— Start Supplied entries —

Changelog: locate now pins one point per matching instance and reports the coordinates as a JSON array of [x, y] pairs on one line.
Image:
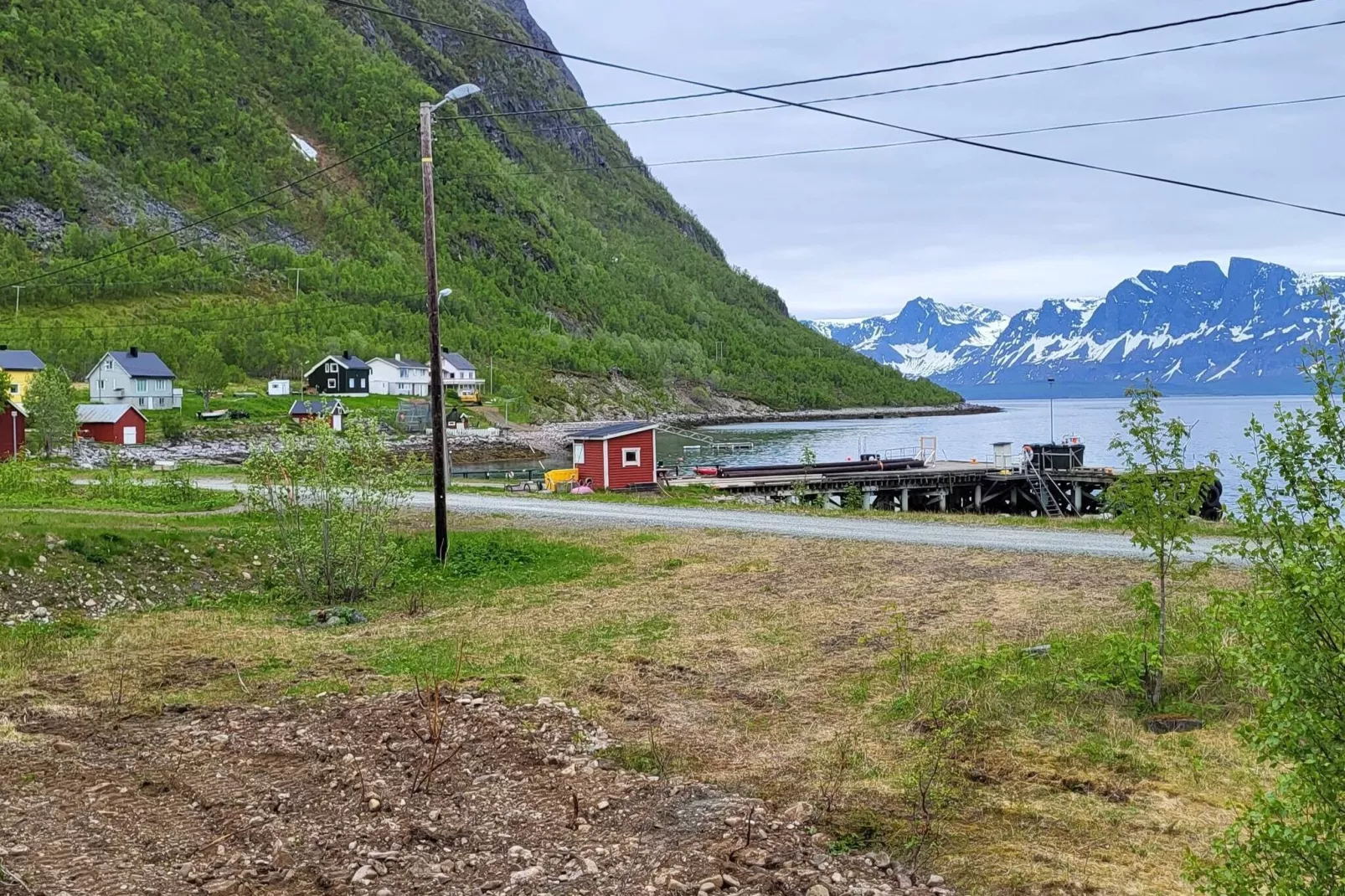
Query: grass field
[[888, 687]]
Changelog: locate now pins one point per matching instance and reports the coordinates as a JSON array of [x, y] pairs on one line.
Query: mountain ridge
[[569, 263], [1192, 330]]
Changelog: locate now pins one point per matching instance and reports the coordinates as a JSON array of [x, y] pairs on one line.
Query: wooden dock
[[939, 486]]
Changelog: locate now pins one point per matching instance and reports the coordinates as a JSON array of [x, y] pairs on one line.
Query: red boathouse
[[112, 424], [616, 456], [13, 430]]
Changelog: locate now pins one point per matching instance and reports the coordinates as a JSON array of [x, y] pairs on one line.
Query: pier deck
[[939, 486]]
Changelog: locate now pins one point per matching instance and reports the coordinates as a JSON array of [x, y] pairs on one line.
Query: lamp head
[[461, 92]]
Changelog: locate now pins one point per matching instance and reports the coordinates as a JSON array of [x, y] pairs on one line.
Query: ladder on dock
[[690, 435], [1045, 497]]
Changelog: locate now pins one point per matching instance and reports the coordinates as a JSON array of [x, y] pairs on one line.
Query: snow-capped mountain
[[1191, 330], [925, 339]]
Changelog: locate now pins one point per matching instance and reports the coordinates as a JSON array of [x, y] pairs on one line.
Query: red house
[[616, 456], [13, 430], [113, 424]]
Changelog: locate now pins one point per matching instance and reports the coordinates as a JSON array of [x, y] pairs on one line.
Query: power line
[[959, 82], [717, 90], [755, 95], [744, 157], [209, 219]]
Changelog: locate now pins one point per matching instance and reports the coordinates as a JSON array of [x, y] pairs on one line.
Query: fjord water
[[1220, 423]]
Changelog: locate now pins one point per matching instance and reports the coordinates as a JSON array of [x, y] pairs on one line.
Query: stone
[[525, 875]]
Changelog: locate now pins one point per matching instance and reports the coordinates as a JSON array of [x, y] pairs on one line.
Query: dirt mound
[[361, 796]]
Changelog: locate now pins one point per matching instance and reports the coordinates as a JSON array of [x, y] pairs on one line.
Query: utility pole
[[1051, 388], [436, 353], [432, 295]]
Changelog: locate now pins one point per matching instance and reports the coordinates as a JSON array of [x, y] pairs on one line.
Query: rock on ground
[[341, 796]]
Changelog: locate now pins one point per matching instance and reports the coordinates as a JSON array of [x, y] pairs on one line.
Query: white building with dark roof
[[133, 377], [397, 376]]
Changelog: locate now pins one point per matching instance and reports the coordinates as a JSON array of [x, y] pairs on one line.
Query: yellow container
[[556, 476]]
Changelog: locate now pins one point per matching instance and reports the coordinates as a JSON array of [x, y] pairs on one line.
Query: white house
[[461, 376], [135, 378], [399, 377]]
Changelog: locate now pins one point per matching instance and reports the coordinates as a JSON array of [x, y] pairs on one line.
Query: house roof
[[144, 363], [402, 363], [459, 361], [315, 408], [612, 430], [19, 359], [350, 362], [102, 414]]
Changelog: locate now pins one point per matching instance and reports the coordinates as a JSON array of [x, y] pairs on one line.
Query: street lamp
[[1051, 388], [433, 294]]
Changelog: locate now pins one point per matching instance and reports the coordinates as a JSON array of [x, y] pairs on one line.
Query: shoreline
[[837, 414]]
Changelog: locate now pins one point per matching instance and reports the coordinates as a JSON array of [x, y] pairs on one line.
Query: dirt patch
[[322, 796]]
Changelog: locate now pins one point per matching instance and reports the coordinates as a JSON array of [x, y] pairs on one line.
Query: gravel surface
[[389, 796], [1030, 540]]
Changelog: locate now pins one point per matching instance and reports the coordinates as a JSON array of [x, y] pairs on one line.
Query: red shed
[[13, 428], [113, 424], [617, 456]]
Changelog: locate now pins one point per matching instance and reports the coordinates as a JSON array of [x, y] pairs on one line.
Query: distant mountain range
[[1192, 330]]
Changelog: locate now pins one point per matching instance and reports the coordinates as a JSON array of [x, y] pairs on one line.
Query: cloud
[[863, 233]]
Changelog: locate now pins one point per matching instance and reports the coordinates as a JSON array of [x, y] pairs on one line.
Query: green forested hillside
[[122, 119]]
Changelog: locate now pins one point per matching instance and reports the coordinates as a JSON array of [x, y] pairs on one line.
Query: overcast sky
[[860, 233]]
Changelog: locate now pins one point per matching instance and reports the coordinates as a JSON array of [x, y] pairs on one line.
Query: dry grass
[[754, 662]]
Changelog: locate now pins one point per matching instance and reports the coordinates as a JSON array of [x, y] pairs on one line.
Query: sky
[[861, 233]]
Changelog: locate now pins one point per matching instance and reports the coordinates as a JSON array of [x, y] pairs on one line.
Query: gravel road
[[900, 532], [1014, 538]]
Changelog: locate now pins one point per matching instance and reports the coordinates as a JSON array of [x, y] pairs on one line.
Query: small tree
[[1156, 498], [332, 498], [208, 372], [51, 408], [1291, 641]]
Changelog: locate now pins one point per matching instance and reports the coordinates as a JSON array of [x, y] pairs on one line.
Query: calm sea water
[[1219, 425]]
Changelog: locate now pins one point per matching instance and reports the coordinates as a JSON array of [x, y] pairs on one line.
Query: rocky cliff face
[[1193, 328]]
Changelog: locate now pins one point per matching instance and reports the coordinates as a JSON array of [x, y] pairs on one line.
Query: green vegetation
[[1157, 498], [51, 409], [565, 256], [27, 483], [1290, 627]]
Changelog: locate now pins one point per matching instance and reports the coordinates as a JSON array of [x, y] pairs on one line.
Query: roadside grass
[[888, 685], [37, 485]]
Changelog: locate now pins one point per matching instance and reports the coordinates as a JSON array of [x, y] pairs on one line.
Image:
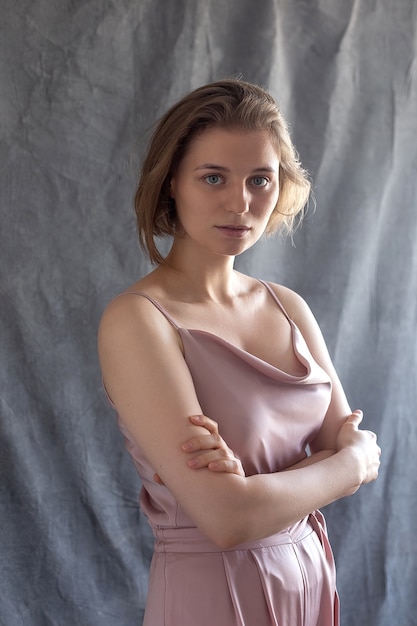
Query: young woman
[[223, 382]]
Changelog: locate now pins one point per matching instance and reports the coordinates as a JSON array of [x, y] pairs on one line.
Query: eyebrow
[[221, 168]]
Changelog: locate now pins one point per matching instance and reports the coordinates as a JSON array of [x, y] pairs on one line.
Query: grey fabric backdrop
[[81, 82]]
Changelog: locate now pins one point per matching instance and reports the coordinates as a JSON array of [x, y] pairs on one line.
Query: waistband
[[191, 539]]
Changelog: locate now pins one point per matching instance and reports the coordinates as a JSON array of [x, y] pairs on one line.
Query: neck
[[205, 275]]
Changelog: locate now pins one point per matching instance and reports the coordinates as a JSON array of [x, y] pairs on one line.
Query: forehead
[[232, 145]]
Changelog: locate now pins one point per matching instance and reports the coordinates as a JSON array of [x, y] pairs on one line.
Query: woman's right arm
[[149, 382]]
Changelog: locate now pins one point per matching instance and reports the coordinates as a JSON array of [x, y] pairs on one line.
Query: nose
[[238, 199]]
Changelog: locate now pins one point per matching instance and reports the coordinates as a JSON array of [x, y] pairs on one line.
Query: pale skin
[[225, 190]]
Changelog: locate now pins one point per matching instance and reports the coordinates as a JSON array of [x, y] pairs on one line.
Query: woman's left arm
[[339, 410]]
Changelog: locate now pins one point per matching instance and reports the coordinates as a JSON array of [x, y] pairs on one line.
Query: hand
[[209, 451], [363, 443]]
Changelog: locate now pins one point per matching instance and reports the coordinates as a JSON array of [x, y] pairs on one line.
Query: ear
[[172, 188]]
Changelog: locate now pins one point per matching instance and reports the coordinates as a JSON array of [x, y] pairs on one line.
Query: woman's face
[[225, 189]]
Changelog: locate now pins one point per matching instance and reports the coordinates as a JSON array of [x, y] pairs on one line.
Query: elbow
[[227, 535]]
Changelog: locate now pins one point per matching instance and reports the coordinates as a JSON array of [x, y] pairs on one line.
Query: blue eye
[[259, 181], [213, 179]]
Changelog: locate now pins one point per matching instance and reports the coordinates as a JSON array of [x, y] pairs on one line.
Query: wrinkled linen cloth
[[268, 418]]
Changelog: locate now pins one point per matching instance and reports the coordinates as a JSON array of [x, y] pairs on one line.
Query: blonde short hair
[[226, 104]]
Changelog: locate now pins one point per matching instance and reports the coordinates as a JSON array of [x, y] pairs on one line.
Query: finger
[[203, 420], [229, 466], [204, 458], [204, 442], [356, 417]]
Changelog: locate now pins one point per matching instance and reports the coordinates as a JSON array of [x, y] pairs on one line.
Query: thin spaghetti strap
[[155, 303], [275, 297]]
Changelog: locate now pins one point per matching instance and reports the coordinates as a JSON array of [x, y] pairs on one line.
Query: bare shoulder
[[132, 329], [294, 304]]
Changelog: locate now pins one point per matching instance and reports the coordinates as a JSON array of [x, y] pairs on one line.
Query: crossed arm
[[140, 355]]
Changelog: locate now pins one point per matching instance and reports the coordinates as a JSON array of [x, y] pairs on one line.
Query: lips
[[233, 230]]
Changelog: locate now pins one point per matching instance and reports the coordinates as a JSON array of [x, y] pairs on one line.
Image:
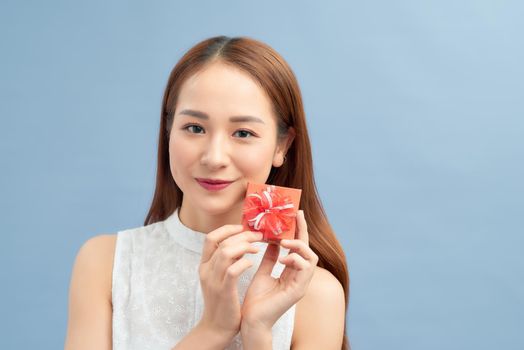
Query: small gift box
[[271, 210]]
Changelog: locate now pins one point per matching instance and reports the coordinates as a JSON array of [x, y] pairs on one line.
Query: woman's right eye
[[196, 128]]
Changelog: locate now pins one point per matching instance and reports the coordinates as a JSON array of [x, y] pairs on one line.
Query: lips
[[213, 184], [214, 181]]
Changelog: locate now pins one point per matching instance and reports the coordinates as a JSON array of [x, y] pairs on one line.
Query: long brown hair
[[275, 76]]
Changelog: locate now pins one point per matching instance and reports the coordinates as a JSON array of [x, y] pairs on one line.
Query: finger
[[224, 257], [295, 261], [235, 270], [215, 237], [300, 247], [302, 227], [269, 259], [246, 236]]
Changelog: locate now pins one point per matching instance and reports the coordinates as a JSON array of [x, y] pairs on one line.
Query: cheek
[[254, 161], [180, 156]]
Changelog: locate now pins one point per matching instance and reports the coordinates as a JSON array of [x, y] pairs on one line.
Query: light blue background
[[415, 111]]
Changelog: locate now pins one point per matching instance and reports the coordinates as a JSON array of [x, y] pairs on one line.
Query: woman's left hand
[[268, 298]]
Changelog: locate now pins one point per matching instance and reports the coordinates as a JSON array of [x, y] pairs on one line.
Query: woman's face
[[223, 129]]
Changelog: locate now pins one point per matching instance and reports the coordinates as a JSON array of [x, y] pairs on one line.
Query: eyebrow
[[233, 119]]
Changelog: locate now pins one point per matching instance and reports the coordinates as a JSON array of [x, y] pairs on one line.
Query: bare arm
[[90, 309], [204, 338], [320, 315]]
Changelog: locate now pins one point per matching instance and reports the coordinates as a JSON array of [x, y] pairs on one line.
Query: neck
[[200, 220]]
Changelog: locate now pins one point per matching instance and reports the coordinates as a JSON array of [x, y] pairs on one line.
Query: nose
[[216, 153]]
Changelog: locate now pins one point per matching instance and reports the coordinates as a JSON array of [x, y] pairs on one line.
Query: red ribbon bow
[[269, 212]]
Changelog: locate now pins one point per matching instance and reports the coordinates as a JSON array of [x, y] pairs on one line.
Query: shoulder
[[90, 307], [320, 314], [94, 263]]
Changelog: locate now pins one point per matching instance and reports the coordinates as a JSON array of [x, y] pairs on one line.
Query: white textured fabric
[[156, 295]]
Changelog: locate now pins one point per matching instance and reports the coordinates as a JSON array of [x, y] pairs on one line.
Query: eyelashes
[[200, 128]]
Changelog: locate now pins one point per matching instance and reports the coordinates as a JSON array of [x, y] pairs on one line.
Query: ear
[[282, 147]]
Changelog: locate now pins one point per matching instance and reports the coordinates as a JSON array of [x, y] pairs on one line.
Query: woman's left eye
[[245, 133]]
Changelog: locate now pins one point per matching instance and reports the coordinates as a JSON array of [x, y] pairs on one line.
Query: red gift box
[[271, 210]]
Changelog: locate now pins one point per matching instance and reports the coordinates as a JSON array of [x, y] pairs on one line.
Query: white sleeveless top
[[156, 295]]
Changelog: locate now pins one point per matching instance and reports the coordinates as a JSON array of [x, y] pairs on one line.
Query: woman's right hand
[[221, 264]]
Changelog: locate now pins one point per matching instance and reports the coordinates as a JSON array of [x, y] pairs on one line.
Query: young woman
[[191, 277]]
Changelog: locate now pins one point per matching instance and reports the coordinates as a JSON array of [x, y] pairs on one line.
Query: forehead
[[222, 90]]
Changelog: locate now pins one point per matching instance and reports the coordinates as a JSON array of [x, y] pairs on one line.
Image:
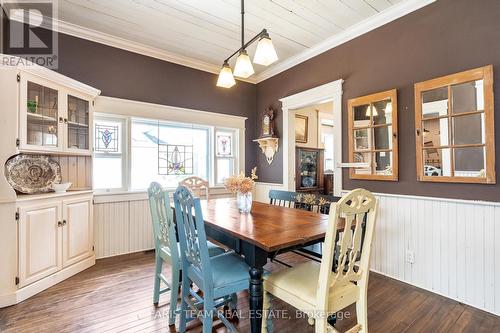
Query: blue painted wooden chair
[[167, 247], [219, 277]]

— End Supplied entries —

#### The task
Gather every line of the listing above that contains the string "gravel", matching case exactly.

#### Completed task
Query: gravel surface
Query: gravel road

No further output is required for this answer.